--- BEGIN RECORDS ---

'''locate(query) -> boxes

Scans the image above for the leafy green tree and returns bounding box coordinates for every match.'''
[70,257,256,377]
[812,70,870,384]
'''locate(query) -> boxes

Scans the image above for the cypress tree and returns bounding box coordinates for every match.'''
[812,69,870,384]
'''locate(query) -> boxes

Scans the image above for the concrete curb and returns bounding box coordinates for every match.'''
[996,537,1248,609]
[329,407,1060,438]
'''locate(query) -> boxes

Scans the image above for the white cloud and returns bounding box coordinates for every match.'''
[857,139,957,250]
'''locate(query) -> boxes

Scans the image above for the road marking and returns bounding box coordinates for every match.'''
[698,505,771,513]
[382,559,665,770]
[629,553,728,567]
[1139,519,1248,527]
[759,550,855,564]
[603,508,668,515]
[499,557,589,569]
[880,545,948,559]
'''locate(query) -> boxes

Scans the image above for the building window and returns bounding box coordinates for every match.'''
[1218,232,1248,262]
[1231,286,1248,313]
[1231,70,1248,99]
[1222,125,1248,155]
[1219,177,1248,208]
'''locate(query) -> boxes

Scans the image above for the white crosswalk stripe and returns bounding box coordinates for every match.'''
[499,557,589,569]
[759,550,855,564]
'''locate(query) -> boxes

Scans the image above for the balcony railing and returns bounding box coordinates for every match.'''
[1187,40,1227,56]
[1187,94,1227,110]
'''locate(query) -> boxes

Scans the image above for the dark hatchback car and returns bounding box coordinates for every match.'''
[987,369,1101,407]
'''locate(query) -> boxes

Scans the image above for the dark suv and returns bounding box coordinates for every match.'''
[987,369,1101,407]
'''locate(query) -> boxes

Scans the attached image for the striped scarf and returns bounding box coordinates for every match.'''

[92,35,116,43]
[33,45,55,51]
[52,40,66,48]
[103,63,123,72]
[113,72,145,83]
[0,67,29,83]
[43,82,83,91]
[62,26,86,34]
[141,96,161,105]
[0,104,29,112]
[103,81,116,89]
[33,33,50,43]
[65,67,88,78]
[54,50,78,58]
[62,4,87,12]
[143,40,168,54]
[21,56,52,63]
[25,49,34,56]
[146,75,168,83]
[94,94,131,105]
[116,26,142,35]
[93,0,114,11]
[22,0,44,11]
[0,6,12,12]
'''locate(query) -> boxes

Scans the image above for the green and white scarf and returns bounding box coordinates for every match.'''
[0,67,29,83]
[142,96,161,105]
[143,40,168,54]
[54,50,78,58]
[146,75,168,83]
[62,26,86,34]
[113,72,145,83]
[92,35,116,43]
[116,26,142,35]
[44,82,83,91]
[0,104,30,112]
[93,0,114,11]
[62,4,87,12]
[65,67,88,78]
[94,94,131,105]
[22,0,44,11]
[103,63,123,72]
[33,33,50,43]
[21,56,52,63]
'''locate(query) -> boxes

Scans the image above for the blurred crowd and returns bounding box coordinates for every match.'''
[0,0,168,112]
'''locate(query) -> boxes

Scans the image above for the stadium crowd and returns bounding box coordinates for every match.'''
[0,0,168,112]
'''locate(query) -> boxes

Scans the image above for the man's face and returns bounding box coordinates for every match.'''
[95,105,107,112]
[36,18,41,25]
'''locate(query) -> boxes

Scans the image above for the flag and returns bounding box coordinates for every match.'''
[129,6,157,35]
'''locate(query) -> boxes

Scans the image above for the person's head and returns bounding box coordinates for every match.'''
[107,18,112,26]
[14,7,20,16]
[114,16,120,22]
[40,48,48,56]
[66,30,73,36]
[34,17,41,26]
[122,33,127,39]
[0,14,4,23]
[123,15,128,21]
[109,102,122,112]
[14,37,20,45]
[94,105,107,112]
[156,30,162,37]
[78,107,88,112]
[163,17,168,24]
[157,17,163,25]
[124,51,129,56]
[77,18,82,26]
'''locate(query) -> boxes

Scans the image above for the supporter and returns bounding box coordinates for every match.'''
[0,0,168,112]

--- END RECORDS ---

_DIRECTIONS_
Work out how many lines of the listing above contain the word "dark". Reply with the number alone.

_ANSWER TO THE TASK_
2